Assigned task
From the line that contains "the white petal" to the last line of the entries, write each line out exactly; include both ends and nothing else.
╭─ The data
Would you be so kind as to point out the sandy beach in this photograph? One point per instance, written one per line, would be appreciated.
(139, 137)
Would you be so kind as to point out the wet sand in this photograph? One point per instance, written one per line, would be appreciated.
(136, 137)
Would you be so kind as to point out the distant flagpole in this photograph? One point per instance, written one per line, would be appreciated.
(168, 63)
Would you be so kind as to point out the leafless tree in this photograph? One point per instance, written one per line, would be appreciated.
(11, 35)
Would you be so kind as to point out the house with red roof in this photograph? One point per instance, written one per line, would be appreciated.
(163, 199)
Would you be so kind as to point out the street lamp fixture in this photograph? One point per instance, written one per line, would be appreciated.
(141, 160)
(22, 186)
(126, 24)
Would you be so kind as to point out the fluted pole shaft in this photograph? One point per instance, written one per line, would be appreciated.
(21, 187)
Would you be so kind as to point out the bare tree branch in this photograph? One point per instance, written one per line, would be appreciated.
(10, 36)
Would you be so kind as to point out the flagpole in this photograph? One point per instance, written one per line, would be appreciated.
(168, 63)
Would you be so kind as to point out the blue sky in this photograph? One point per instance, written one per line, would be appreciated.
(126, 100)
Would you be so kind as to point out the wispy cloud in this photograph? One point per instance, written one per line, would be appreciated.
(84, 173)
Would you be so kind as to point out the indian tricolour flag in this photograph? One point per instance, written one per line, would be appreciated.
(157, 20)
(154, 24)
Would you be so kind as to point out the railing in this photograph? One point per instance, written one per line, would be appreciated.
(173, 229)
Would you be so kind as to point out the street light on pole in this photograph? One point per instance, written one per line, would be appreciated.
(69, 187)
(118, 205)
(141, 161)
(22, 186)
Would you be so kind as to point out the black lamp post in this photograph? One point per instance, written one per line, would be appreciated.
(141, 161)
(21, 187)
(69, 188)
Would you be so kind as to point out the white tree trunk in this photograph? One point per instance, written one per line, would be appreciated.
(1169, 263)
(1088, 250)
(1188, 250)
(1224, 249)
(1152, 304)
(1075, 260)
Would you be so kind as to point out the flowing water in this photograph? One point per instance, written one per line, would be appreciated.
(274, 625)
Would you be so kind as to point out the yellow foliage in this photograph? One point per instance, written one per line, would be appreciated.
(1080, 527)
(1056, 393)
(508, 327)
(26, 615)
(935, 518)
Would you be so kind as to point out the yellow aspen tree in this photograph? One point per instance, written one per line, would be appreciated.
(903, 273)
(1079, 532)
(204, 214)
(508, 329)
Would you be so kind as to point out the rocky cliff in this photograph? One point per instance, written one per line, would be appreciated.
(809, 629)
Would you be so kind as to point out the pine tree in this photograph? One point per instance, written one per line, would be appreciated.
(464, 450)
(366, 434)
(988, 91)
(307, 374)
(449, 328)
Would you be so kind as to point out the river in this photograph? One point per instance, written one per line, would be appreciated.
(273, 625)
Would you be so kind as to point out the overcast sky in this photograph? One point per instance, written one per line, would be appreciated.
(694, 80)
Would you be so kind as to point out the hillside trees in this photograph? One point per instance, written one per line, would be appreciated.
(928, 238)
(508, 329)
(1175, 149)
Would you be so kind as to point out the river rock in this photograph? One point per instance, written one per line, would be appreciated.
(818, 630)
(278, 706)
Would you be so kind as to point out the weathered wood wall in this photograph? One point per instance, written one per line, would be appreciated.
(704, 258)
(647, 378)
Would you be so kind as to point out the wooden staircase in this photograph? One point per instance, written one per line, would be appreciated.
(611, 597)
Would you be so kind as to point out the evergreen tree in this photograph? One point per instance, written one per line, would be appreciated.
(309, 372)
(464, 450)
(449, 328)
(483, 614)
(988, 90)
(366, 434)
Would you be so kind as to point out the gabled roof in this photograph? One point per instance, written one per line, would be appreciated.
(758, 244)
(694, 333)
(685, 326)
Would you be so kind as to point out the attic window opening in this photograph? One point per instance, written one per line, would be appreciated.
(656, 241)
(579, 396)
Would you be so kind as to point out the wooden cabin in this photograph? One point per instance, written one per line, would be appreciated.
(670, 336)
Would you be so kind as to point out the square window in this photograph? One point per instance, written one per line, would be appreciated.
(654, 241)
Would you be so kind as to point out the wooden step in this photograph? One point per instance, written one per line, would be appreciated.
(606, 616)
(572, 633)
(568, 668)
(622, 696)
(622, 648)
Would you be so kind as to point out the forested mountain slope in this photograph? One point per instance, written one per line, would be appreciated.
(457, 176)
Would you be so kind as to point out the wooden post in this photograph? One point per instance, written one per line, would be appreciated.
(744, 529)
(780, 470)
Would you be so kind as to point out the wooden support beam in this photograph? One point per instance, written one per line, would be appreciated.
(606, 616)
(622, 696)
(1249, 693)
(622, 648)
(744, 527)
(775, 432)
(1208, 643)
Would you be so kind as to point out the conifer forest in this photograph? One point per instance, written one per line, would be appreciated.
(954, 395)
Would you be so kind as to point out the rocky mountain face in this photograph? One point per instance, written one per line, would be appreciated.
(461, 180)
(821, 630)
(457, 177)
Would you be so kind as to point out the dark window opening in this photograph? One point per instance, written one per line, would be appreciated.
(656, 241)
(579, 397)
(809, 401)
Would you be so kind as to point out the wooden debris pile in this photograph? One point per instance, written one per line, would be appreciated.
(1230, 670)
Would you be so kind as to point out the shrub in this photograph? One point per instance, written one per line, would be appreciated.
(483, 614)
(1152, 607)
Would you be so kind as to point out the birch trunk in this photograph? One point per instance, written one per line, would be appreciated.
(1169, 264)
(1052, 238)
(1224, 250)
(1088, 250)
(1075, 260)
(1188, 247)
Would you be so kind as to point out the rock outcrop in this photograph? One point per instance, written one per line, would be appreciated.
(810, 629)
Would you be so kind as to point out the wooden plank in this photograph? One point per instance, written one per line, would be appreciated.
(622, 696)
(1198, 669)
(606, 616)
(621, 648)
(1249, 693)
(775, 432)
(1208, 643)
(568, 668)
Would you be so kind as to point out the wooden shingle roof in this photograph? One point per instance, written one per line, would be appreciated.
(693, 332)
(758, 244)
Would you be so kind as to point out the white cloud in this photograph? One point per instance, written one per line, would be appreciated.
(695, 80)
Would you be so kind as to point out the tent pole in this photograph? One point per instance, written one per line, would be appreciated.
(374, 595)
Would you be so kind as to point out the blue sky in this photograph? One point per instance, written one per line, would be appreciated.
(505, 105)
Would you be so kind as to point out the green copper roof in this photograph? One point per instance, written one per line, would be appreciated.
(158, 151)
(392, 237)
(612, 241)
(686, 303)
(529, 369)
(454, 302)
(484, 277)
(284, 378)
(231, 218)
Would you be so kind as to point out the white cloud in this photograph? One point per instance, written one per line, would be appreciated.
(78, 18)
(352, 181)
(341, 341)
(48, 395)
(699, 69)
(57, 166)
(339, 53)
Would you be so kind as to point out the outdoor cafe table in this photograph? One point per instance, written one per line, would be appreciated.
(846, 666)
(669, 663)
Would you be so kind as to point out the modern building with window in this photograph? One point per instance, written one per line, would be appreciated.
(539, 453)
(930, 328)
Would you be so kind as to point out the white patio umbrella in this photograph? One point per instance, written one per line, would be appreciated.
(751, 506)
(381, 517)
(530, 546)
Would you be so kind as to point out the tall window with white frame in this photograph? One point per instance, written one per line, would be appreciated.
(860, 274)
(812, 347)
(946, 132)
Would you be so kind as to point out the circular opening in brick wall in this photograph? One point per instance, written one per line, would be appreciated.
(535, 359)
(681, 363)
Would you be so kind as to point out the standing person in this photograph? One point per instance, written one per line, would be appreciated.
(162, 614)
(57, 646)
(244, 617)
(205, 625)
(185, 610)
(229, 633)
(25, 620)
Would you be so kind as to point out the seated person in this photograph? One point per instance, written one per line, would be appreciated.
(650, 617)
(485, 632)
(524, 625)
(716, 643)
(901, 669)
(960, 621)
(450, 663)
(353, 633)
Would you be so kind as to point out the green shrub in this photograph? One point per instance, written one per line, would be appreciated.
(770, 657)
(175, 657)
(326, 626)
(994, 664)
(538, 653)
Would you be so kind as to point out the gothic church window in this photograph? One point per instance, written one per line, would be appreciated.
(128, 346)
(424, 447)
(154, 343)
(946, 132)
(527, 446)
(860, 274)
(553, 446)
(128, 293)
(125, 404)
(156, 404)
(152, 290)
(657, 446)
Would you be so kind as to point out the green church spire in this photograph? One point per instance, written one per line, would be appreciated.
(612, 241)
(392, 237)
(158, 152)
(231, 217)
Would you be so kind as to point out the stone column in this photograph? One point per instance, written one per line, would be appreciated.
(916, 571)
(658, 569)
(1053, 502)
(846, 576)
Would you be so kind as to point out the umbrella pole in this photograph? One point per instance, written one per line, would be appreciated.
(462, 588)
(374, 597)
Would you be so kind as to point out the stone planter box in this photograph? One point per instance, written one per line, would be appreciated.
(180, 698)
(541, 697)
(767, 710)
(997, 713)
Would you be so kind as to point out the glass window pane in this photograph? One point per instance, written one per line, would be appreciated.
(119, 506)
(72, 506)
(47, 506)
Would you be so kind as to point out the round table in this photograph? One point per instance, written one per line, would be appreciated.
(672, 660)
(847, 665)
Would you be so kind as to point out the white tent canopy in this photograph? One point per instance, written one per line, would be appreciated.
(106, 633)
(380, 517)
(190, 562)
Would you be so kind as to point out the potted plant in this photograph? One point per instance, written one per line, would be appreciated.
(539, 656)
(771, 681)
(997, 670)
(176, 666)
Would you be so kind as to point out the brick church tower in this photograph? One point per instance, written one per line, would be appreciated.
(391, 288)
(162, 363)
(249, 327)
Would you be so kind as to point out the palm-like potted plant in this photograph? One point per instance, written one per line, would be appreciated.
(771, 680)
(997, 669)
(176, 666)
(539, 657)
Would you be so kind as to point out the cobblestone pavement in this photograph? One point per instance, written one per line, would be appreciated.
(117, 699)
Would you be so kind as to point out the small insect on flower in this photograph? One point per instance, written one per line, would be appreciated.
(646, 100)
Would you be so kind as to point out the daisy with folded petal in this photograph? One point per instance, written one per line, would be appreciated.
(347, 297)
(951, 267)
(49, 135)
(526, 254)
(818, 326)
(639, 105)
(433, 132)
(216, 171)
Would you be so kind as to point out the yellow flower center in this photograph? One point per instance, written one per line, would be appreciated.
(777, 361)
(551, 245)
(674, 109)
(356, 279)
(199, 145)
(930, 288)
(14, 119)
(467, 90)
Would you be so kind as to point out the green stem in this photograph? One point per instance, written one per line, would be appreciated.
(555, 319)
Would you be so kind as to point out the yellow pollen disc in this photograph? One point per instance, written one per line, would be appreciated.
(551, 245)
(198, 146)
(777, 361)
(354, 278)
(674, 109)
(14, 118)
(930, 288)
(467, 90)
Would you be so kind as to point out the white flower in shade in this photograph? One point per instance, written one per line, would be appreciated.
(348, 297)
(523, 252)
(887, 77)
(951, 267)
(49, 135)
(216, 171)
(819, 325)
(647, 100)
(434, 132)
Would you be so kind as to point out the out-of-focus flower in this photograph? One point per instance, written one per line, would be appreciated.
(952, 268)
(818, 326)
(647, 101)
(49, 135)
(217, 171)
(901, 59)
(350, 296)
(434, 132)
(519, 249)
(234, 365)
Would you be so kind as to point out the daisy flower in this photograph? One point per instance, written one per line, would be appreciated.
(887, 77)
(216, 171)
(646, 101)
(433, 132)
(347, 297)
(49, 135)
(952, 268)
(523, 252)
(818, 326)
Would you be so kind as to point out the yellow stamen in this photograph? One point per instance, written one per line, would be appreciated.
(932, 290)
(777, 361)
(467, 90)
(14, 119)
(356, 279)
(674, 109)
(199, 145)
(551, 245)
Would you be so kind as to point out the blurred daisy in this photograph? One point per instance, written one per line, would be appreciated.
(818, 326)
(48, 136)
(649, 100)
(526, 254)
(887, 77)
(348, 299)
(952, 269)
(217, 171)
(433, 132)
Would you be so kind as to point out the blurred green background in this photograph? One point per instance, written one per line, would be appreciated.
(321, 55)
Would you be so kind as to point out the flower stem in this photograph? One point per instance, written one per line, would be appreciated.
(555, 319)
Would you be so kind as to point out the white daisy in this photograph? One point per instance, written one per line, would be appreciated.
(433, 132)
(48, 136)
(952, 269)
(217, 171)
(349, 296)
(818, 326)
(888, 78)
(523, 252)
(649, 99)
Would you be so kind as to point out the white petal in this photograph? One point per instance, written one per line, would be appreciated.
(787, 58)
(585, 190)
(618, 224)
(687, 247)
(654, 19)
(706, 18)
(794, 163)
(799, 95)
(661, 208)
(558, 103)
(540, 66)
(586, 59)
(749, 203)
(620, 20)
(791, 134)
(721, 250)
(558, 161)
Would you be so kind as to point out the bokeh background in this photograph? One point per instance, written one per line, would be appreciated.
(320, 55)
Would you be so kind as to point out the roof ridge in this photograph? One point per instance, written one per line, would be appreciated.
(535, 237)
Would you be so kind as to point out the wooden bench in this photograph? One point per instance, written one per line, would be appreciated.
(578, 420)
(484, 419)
╰─
Reply
Would you be so kind as to point out the white petal in this photograph? One point per instance, written one per line, would be appreciated.
(787, 58)
(585, 190)
(618, 224)
(687, 247)
(654, 19)
(706, 18)
(794, 163)
(799, 95)
(661, 208)
(558, 103)
(540, 66)
(586, 59)
(749, 203)
(620, 20)
(791, 134)
(721, 250)
(558, 161)
Would you be so kind as to point out the bokeh background in this photograph? One point per instance, written one per line, would be appreciated.
(320, 55)
Would you be so kind as to point out the roof ridge in this photograph? One point per instance, written one per line, would be appreciated.
(535, 237)
Would you be so kind as to point out the wooden bench in this photograph? One point per instance, written one per line, would be appreciated.
(578, 420)
(484, 419)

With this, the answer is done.